Reproduce the listing below exactly, minus its pictures.

**EXERCISE MATERIALS**
════════════════
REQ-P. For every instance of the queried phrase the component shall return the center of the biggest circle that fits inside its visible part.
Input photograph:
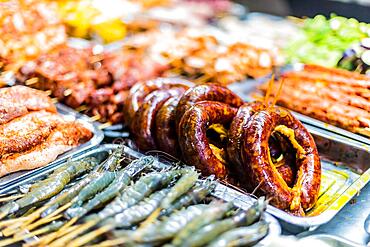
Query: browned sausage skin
(236, 134)
(234, 145)
(257, 162)
(143, 127)
(209, 92)
(140, 90)
(165, 128)
(194, 144)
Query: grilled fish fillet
(19, 100)
(27, 131)
(63, 138)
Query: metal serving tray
(222, 192)
(345, 168)
(245, 89)
(69, 114)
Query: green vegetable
(322, 41)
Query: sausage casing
(209, 92)
(165, 128)
(140, 90)
(144, 121)
(193, 140)
(263, 174)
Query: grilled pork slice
(19, 100)
(63, 138)
(27, 131)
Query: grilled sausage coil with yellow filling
(210, 127)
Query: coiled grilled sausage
(234, 145)
(143, 127)
(141, 90)
(258, 166)
(209, 92)
(195, 147)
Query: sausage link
(193, 140)
(236, 135)
(262, 172)
(209, 92)
(140, 90)
(235, 139)
(144, 121)
(165, 128)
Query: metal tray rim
════════════════
**RESULT**
REQ-P. For every instance of the queried phrase the component shall return the center of the biggest circle that fits inside its visible part.
Input photograph:
Query: browned sausage skin
(236, 134)
(234, 145)
(257, 162)
(143, 127)
(209, 92)
(140, 90)
(165, 128)
(194, 144)
Query: grilled fish fillet
(19, 100)
(27, 131)
(63, 138)
Query: metal serving tray
(222, 192)
(345, 168)
(245, 89)
(69, 114)
Query: green vegetable
(322, 41)
Query: sausage casing
(209, 92)
(165, 128)
(140, 90)
(144, 121)
(193, 140)
(263, 174)
Query: grilled pork slice
(19, 100)
(63, 138)
(27, 131)
Query: grilled sausage coil with yellow filling
(210, 127)
Query: coiled grilled sausage
(234, 145)
(143, 127)
(141, 90)
(258, 166)
(209, 92)
(195, 147)
Query: sausage link
(193, 140)
(236, 135)
(262, 172)
(209, 92)
(140, 90)
(235, 139)
(144, 121)
(165, 128)
Query: metal tray rim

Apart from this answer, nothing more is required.